(Supplied records begins)

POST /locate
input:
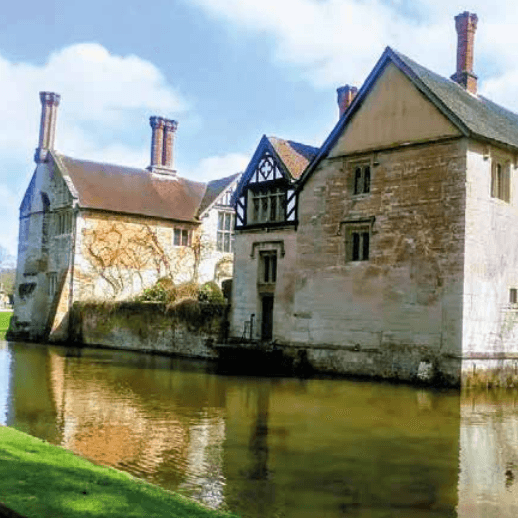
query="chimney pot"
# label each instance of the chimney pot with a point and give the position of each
(466, 25)
(49, 107)
(157, 138)
(170, 127)
(345, 96)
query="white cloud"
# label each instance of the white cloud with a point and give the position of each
(334, 42)
(105, 103)
(215, 167)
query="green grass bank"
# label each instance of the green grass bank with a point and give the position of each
(39, 480)
(5, 317)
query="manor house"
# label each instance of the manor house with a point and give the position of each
(96, 231)
(394, 253)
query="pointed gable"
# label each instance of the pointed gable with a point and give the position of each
(470, 115)
(393, 112)
(265, 194)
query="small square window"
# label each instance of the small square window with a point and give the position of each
(268, 267)
(362, 179)
(357, 243)
(182, 237)
(500, 181)
(52, 283)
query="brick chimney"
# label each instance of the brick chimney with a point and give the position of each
(346, 94)
(162, 140)
(466, 25)
(157, 141)
(170, 127)
(49, 109)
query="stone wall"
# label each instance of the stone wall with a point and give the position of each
(491, 260)
(145, 327)
(409, 292)
(246, 286)
(44, 253)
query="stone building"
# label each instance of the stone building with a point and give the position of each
(95, 231)
(401, 258)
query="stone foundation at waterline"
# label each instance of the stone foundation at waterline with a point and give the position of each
(189, 329)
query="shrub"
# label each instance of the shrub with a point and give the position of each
(211, 292)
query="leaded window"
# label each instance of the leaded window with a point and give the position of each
(182, 237)
(500, 181)
(268, 205)
(362, 179)
(225, 238)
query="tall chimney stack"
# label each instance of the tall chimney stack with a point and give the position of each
(466, 25)
(157, 141)
(162, 140)
(49, 109)
(170, 127)
(346, 95)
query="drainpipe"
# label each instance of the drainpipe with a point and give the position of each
(71, 263)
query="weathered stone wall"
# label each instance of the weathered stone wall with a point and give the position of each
(246, 289)
(491, 262)
(144, 327)
(40, 254)
(409, 292)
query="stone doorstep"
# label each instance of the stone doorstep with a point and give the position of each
(5, 512)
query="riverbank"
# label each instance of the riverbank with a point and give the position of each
(39, 480)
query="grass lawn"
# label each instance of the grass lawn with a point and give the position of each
(5, 317)
(39, 480)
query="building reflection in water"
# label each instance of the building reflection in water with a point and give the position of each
(270, 447)
(5, 361)
(488, 475)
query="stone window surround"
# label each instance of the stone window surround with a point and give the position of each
(182, 236)
(347, 229)
(365, 164)
(225, 233)
(52, 281)
(501, 178)
(267, 249)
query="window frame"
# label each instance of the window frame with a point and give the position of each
(265, 201)
(501, 180)
(361, 177)
(225, 236)
(268, 267)
(52, 283)
(357, 239)
(184, 236)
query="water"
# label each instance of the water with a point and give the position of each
(270, 447)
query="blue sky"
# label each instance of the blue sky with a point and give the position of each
(228, 70)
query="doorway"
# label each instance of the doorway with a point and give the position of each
(267, 317)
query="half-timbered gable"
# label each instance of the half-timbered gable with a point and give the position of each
(266, 196)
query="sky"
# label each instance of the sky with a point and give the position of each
(228, 71)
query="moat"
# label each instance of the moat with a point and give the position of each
(270, 447)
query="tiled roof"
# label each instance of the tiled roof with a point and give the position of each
(132, 191)
(479, 115)
(473, 115)
(214, 189)
(294, 155)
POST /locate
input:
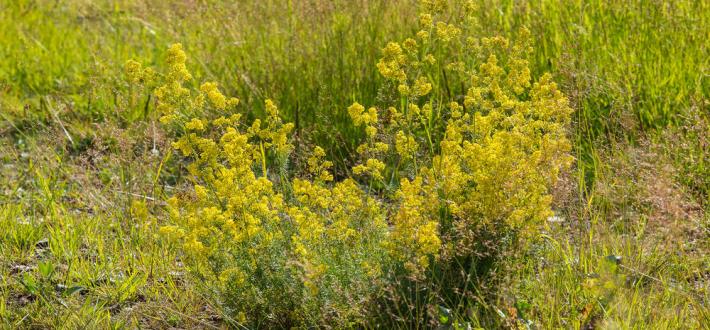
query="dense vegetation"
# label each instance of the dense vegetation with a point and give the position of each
(396, 164)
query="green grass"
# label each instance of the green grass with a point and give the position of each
(76, 251)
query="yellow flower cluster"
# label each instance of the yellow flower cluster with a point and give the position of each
(440, 169)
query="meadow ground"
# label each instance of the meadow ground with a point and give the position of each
(89, 170)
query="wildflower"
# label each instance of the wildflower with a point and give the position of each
(421, 86)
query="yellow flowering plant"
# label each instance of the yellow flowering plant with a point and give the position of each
(454, 169)
(278, 251)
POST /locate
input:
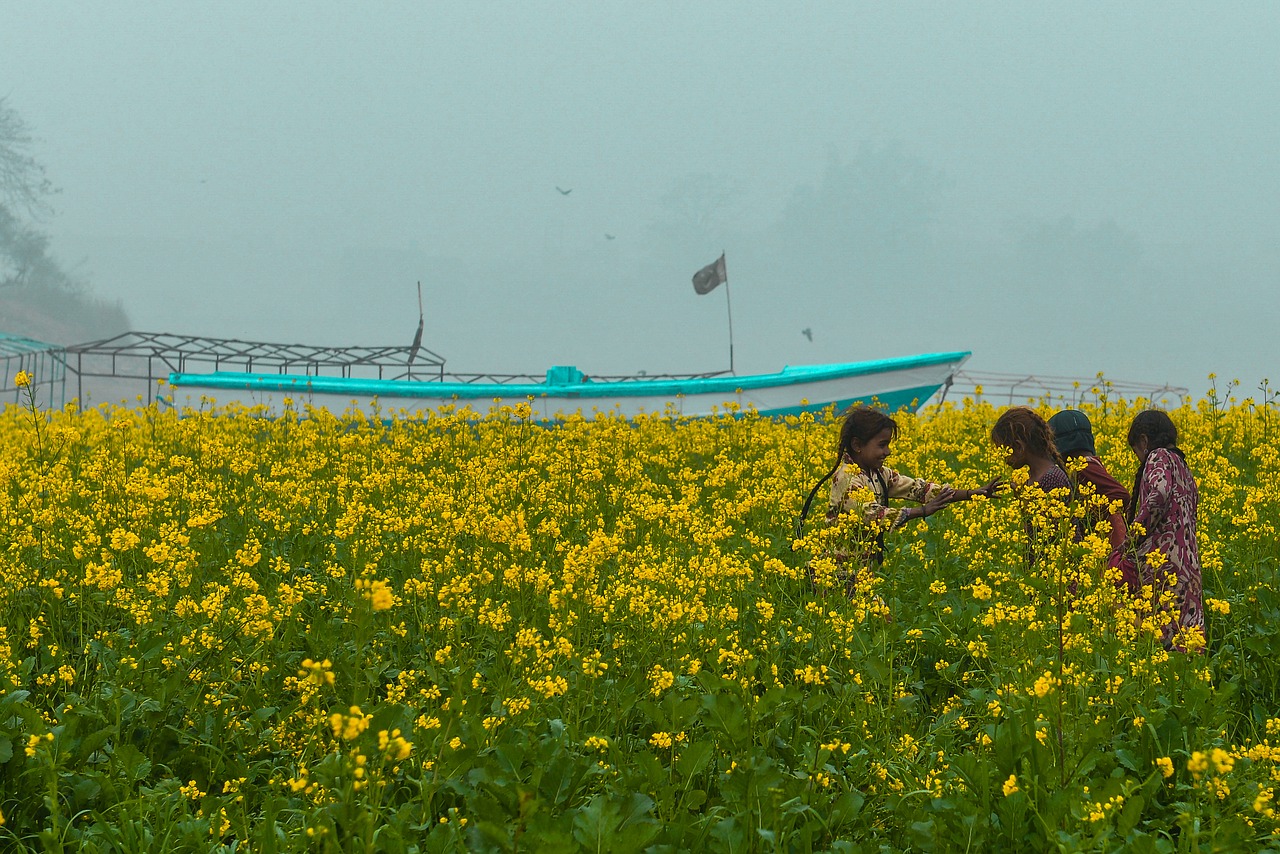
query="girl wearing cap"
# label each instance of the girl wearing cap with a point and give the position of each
(1073, 434)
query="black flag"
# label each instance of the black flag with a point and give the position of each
(711, 277)
(417, 336)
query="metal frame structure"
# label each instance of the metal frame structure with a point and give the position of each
(150, 356)
(1020, 388)
(45, 362)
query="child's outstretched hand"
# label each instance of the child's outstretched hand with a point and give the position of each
(991, 489)
(941, 499)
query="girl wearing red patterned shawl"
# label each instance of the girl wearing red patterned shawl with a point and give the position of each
(1162, 520)
(1073, 434)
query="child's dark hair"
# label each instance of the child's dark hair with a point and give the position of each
(1020, 424)
(1157, 427)
(862, 424)
(1161, 433)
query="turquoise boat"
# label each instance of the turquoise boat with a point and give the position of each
(901, 383)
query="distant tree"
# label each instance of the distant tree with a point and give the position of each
(876, 205)
(40, 297)
(23, 183)
(698, 211)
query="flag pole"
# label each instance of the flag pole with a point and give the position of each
(728, 307)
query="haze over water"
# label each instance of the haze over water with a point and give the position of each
(1060, 191)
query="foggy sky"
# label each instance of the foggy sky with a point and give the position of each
(1066, 190)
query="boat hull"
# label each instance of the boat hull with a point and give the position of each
(892, 383)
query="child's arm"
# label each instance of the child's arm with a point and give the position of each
(986, 492)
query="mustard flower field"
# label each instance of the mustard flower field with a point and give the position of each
(224, 631)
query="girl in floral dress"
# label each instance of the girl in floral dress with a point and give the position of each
(1162, 529)
(865, 443)
(1028, 443)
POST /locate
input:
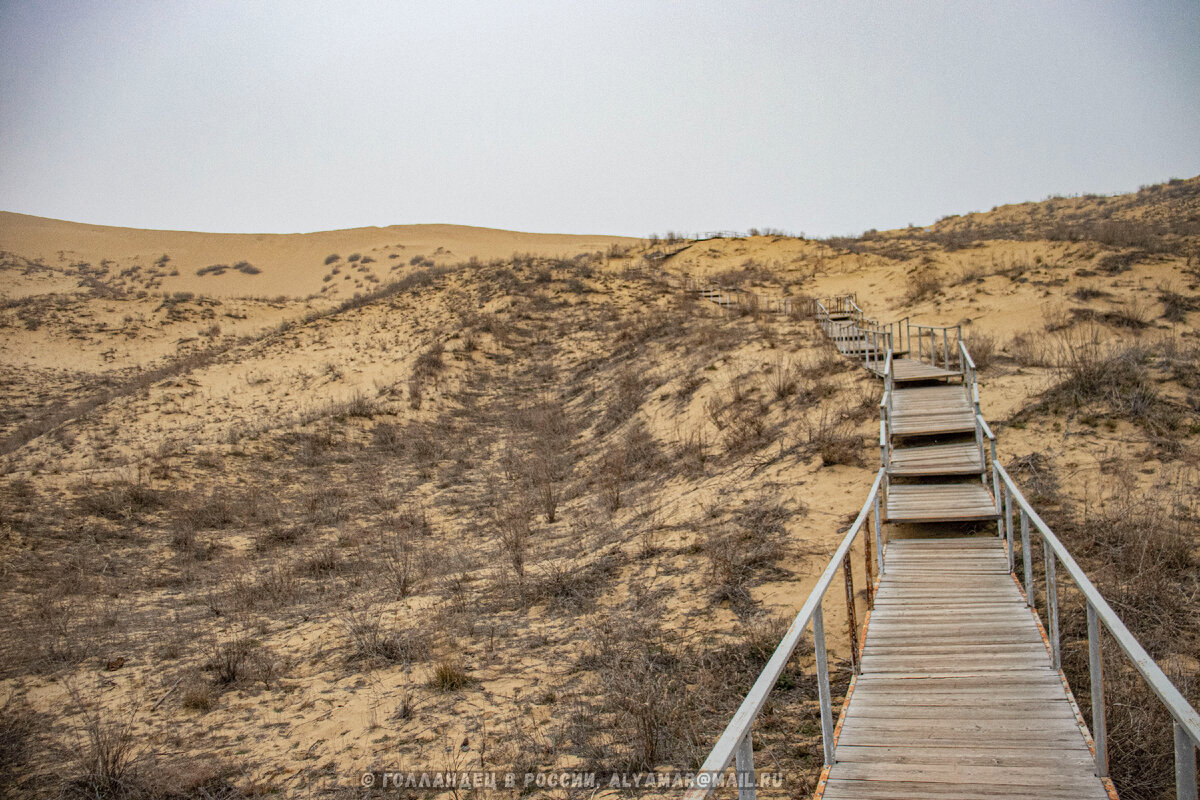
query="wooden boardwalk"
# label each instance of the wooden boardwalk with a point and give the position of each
(958, 696)
(967, 501)
(957, 690)
(954, 458)
(930, 410)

(Supplied records ends)

To do
Please output the entire listing above verbatim and omit its images.

Answer
POST /locate
input:
query="chimney pot"
# label each instance of the chimney pot with a point and give the position of each
(466, 25)
(49, 107)
(157, 138)
(170, 127)
(345, 96)
query="white cloud"
# label each instance of the white cloud with a point and give the position of each
(334, 42)
(105, 103)
(215, 167)
query="green grass bank"
# label each instance of the green grass bank with a point and give the position of each
(39, 480)
(5, 317)
query="manor house"
# label each instance of the manor house with a point and give the position of each
(96, 231)
(394, 253)
query="pointed gable"
# label each instance of the pointed gable with a point and give the position of each
(470, 115)
(393, 112)
(265, 194)
query="small square window"
# label each instance of the small square window with a point and give the position of each
(268, 267)
(362, 179)
(357, 243)
(182, 237)
(500, 181)
(52, 283)
query="brick chimney"
# label each instance of the brick chimney with a point and give the position of each
(346, 94)
(162, 140)
(466, 25)
(157, 141)
(170, 127)
(49, 109)
query="stone wall"
# label each instance of the stone wall with a point and give the position of each
(491, 260)
(145, 327)
(409, 292)
(246, 286)
(44, 253)
query="stone building"
# label each instance of the stone building with a point and give the position of each
(95, 231)
(401, 258)
query="stone foundation at waterline"
# label each instance of the stone foundation at waterline with a point and give the position of each
(189, 329)
query="shrub"
# label each instance of the shrub with a point and give the position of each
(211, 292)
query="leaded window"
# label each instance of the leaded window with a point and give the position of each
(182, 237)
(500, 181)
(268, 205)
(362, 179)
(225, 238)
query="tall chimney stack"
# label each instance of the tall chimney stack with a point and give the position of each
(466, 25)
(157, 141)
(162, 140)
(49, 109)
(170, 127)
(346, 95)
query="drainpipe"
# label each instance of the drainpipe with a point and give the position of each
(71, 263)
query="weathered stone wall"
# label each instance of the weathered stone wall with a point and give the position of each
(246, 289)
(491, 262)
(144, 327)
(40, 254)
(409, 292)
query="stone doorstep"
# label each instance of the stone doorstep with a point and give the position of each
(5, 512)
query="riverbank"
# label each instance of the riverbank with a point and give the position of each
(39, 480)
query="grass lawn"
# label each instance of the grass lawn with a point and give the position of each
(5, 317)
(39, 480)
query="building reflection in water"
# label each instance of the building reflection in water with a point and give the position of each
(270, 447)
(5, 361)
(488, 475)
query="stone window surround"
# label each instance of the stone window surround with a point and give the position of each
(182, 236)
(347, 229)
(365, 164)
(225, 233)
(52, 281)
(501, 178)
(267, 249)
query="window frame"
# label each instance of the window frame with a point and give the position of each
(265, 201)
(501, 180)
(361, 177)
(225, 236)
(268, 267)
(52, 283)
(357, 239)
(184, 236)
query="water"
# label each instance of the water with a point and give the position of each
(270, 447)
query="blue sky"
# label each instance of the blue sky with a point and give the position of each
(228, 70)
query="doorway"
# label each instance of the doorway with a point and give the position of each
(267, 317)
query="half-timbered gable"
# label each instance of the half-timbered gable with a point and give the position of each
(266, 196)
query="sky"
# label each instance of the sky with a point and give the position of each
(228, 71)
query="moat"
# label each instance of the moat with a point and give the position of each
(270, 447)
query="tiled roof"
# label each instance of the tiled roof with a point and give the position of each
(132, 191)
(479, 115)
(473, 115)
(214, 189)
(294, 155)
POST /locate
input:
query="dense vegetation"
# label each instance of the dense vegetation with a point and give the position of each
(396, 164)
query="green grass"
# label each instance of the green grass with a point and give the position of each
(76, 251)
query="yellow flower cluster"
# label each instance of the yellow flower cluster with a point and give the position of each
(440, 169)
query="meadow ground"
# label each instance of the meadow ground with a point and give the position of each
(89, 170)
query="wildflower"
# label each instance of the wildflower with a point and give the position of each
(421, 86)
query="yellow flowering plant"
# label each instance of the yellow flowering plant with a point and give the position of each
(454, 169)
(278, 251)
POST /locate
input:
query="girl wearing cap"
# label each instance of the girl wearing cap with a point and give the position of each
(1073, 434)
query="black flag"
# label each instance of the black flag with a point and give the position of each
(711, 277)
(417, 336)
query="metal frame structure"
# label each instance of the metal frame structure with a point and give the position of each
(150, 356)
(1020, 388)
(45, 362)
query="child's outstretched hand"
# label each instance of the child's outstretched hand with a point and give the position of each
(991, 489)
(941, 499)
query="girl wearing red patterned shawl"
# label each instance of the girl wearing red patterned shawl with a point and give the position of each
(1162, 520)
(1073, 434)
query="child's dark hair"
# label each instance of the child's dark hair with a point and give the position of each
(1020, 424)
(1157, 427)
(862, 424)
(1161, 433)
query="turquoise boat"
# label each instance of the turquoise boat with a point and give the position of each
(901, 383)
query="distant tree"
# label each instance of the distant tree with a point and give the position of each
(876, 205)
(40, 297)
(23, 183)
(698, 211)
query="flag pole"
# label each instance of the flag pole with a point and give the position of each
(728, 307)
query="haze over water"
# label each instance of the haze over water with a point and give the position of each
(1060, 191)
query="foggy sky"
# label each instance of the foggy sky with a point and give the position of each
(1066, 190)
query="boat hull"
# label each instance of the boat hull with a point and give the position of each
(892, 383)
query="child's arm"
# label each instance of the child's arm with a point and give the position of each
(986, 492)
query="mustard flower field"
# label each instance of the mustard flower field with a point and give the position of each
(224, 631)
query="girl in floral dress"
# label each instance of the girl in floral dress with a point and give the position of each
(1162, 529)
(865, 443)
(1028, 443)
POST /locate
input:
query="wooden boardwalk"
# label each instance of the wooden boardwalk with a point and give the position of each
(958, 696)
(967, 501)
(957, 690)
(954, 458)
(930, 410)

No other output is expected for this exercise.